**Document passage**

Concerns About Serving Practices
The American public has been receiving information about drinking and driving for the past eight years. More and more people have begun to limit the number of drinks they consume. When an establishment does not carefully measure drinks, it could be putting a responsible driver into a situation they did not intend on getting into.
Measured pours help to control costs. Relying upon inventory checks to determine and consequently control drink pours is not generally accurate. Sometimes, before one recognized that bartenders are over-pouring, there could be a significant loss of inventory. In addition, relying solely on inventory to control pouring does not allow management to identify which bartender is not accurate or who might be cheating on pouring. There is nothing worse than having two people order the same item and one get a larger portion than the other.
Other responsible serving practices include not serving pitchers, setting a drink limit for guests, and eliminating last call, or announcing it with sufficient notice to prevent a person from gulping drinks before driving.
The RBS Nightclub understands that alcohol can affect different people in different ways, and that it is not always possible to determine when a person has reached the legal limit of consumption. However, the RBS Nightclub is committed to making every effort possible to prevent guests from becoming involved in an accident or arrest. Servers will monitor the number of standard drinks that each guest consumes, and will serve a guest according to their drink size. This policy will be reviewed at staff meetings and problem situations discussed.

**Requirement A**
Rewrite the part of the serving practices text that opens with the words containing "The RBS Nightclub understands" and closes with "problem situations discussed.", putting "standard servings" in place of "standard drinks".
**Requirement B**
Resume the text on serving practices after its final sentence.
The data here is separate material with no connection to the text on serving practices.

**Natural-language object grounding data**
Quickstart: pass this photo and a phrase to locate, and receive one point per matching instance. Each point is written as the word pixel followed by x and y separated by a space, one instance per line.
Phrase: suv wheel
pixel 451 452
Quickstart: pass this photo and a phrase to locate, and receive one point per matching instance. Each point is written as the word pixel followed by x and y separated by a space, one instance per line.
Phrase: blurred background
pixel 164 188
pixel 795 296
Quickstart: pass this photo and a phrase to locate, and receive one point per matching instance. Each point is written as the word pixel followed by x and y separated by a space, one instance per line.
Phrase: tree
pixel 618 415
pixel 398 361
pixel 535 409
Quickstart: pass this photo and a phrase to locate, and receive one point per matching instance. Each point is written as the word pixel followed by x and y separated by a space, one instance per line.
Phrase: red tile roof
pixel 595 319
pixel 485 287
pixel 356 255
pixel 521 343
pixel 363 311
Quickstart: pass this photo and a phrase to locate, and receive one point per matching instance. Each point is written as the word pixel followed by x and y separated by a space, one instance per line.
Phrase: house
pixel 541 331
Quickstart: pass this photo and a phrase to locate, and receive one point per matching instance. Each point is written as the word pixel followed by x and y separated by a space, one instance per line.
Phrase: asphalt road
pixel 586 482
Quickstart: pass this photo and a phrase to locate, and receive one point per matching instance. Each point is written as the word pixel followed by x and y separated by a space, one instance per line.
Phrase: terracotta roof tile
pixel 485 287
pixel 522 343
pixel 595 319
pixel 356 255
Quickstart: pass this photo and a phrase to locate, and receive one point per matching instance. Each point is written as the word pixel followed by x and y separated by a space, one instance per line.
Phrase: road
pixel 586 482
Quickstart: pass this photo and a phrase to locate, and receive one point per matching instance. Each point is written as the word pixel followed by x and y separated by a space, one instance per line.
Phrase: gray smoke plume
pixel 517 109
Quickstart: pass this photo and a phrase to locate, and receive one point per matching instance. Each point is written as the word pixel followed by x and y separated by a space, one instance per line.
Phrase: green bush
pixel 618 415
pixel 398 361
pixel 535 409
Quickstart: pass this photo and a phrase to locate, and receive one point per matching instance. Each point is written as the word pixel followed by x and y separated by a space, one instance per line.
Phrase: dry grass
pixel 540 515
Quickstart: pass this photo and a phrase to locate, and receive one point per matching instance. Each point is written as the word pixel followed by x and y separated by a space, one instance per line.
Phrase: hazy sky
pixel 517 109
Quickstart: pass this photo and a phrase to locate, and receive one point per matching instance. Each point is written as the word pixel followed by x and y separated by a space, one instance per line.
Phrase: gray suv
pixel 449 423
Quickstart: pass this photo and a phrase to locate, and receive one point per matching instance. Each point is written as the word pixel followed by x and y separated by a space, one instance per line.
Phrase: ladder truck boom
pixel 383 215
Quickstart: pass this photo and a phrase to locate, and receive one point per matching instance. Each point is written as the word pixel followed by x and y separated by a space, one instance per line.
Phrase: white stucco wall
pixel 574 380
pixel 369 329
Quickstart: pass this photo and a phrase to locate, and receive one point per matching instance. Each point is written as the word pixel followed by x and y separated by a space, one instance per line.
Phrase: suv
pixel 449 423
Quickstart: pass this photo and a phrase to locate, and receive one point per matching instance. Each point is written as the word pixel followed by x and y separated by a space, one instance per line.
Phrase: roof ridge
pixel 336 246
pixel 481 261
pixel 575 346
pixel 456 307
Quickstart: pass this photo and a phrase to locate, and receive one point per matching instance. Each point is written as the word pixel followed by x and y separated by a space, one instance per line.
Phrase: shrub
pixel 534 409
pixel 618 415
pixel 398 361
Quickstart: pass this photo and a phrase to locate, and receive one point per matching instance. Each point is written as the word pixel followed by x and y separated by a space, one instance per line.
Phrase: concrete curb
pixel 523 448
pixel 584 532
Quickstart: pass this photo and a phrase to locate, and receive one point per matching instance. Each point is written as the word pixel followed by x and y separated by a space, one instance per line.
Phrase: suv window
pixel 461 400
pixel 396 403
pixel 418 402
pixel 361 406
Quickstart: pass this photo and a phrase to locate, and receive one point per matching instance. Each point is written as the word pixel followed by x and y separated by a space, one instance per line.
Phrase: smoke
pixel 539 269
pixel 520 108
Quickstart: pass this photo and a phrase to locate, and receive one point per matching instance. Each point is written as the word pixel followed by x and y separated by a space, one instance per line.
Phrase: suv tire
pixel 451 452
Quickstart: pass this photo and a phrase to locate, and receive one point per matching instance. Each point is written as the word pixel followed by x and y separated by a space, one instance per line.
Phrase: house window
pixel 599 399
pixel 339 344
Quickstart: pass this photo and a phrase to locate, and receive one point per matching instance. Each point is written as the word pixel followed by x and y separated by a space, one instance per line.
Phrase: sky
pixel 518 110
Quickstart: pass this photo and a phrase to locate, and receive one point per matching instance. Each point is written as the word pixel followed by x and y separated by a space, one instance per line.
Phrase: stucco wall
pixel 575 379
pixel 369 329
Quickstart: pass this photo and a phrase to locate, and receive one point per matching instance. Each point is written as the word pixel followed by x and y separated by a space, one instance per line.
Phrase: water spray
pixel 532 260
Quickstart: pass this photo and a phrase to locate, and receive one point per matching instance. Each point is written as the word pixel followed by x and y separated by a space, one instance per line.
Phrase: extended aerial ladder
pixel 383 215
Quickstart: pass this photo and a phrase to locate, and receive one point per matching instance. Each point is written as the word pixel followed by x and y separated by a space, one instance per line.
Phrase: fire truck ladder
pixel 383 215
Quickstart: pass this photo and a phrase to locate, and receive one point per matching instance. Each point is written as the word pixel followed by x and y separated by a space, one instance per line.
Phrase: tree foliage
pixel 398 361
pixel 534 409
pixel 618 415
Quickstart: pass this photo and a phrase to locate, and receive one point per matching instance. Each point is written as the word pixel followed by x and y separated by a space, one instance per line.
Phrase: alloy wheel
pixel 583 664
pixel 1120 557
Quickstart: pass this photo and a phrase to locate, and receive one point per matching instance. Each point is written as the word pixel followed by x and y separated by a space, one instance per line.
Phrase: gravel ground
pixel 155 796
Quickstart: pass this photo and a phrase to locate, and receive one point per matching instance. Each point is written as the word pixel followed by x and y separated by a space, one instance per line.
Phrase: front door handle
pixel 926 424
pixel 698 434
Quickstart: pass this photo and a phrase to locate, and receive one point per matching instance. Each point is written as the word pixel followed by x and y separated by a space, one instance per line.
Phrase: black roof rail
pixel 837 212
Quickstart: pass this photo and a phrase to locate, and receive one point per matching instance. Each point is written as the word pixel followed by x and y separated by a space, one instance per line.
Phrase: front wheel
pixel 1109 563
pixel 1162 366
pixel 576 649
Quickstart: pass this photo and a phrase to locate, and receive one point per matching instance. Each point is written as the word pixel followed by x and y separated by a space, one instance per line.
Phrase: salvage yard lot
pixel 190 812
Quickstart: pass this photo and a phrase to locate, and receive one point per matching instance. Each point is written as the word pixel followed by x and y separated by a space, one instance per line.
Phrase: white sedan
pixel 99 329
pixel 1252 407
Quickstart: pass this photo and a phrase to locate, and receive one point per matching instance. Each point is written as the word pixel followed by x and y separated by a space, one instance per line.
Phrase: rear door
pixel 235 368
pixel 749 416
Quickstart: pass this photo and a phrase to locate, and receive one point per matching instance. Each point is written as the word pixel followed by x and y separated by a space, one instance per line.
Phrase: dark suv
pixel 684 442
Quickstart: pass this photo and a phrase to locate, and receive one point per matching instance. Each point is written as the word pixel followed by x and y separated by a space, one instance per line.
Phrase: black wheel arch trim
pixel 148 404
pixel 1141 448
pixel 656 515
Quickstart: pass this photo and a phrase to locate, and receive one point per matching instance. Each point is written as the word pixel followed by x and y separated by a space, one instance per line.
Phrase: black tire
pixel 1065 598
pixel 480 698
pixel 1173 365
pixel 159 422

**Exercise response A**
The RBS Nightclub understands that alcohol can affect different people in different ways, and that it is not always possible to determine when a person has reached the legal limit of consumption. However, the RBS Nightclub is committed to making every effort possible to prevent guests from becoming involved in an accident or arrest. Servers will monitor the number of standard servings that each guest consumes, and will serve a guest according to their drink size. This policy will be reviewed at staff meetings and problem situations discussed.

**Exercise response B**
A. A standard drink size is one 12-ounce beer, 4-ounce glass of wine, or 1 1/4 ounce of 80 proof spirits drink. Two liquor drinks (i.e. Manhattan, Martini, Black Russian, Rusty Nail, etc.) will be considered two standard drinks. All drinks must be measured; free-pouring is not permitted.
B. Drink limits concern only the average drinker with a normal tolerance to alcohol. A guest should not be served if he or she appears to be intoxicated, regardless of how many drinks have been consumed.
C. The server will use assertive behavior, and the techniques of responsible beverage service in all dealings with guests who are drinking too quickly or too much. The object is not to make them leave our establishment but rather to get them to drink in a manner which will help them and those around them to more thoroughly enjoy our hospitality.